**Supplied information**:
__________________________________________________
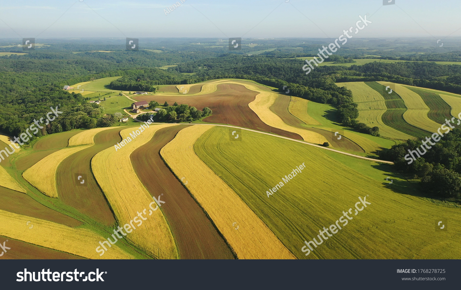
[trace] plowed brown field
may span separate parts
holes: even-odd
[[[294,127],[315,132],[323,135],[333,147],[349,151],[365,152],[365,151],[360,146],[344,136],[342,137],[344,139],[342,138],[342,140],[338,141],[337,138],[332,137],[331,132],[329,131],[302,126],[301,124],[304,124],[304,122],[291,115],[288,110],[288,107],[290,106],[291,100],[291,97],[290,96],[279,94],[275,102],[274,103],[274,104],[271,106],[269,109],[280,117],[286,124]]]
[[[254,100],[258,93],[250,91],[244,87],[235,84],[221,84],[217,85],[216,92],[198,96],[141,96],[136,97],[138,101],[155,100],[160,104],[165,101],[172,105],[187,104],[198,110],[208,107],[213,114],[203,119],[205,122],[229,124],[254,130],[270,132],[280,136],[302,140],[301,136],[265,124],[248,106]]]
[[[152,195],[163,194],[167,201],[168,206],[162,209],[181,259],[233,259],[231,251],[203,210],[160,157],[160,149],[185,127],[168,127],[156,132],[150,141],[131,154],[133,168]]]
[[[56,172],[58,196],[65,203],[107,226],[113,225],[115,219],[91,172],[93,157],[121,141],[122,128],[111,129],[95,136],[95,145],[79,151],[64,159]],[[86,186],[77,186],[75,174],[86,174]]]
[[[0,187],[0,209],[68,226],[77,226],[82,224],[79,220],[47,208],[27,194],[4,187]],[[26,228],[25,224],[24,227]]]
[[[70,260],[83,259],[82,257],[72,255],[68,253],[64,253],[47,248],[40,247],[36,245],[29,244],[22,241],[15,240],[0,236],[0,241],[2,243],[8,240],[6,245],[11,248],[12,250],[8,250],[2,256],[3,259],[56,259],[58,260]]]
__________________________________________________
**Set problem**: Starting at the beginning of the data and going on through the line with "holes: even-odd", swap "brown" for "dark" and reproduce those lines with nothing else altered, omitting the pictures.

**Exercise response**:
[trace] plowed dark field
may span separate parts
holes: even-odd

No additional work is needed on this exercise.